▶ _Records for the exercise_
*****
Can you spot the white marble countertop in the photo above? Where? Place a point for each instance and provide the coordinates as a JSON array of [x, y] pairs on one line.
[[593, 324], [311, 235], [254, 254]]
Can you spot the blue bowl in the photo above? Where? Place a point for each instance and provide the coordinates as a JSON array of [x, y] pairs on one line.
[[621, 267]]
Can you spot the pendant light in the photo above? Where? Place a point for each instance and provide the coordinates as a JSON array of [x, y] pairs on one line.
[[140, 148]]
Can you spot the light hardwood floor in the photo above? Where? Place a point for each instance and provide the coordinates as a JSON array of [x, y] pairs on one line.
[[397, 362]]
*****
▶ _Problem_
In the answer, include exactly the lines from the line containing "Can you spot the light" through the end of the data, and nothing else.

▶ _Problem solution_
Can you spot the light hardwood floor in the photo above? Where? Place a point for each instance and provide the coordinates as a JSON array of [x, y] pairs on one line.
[[397, 362]]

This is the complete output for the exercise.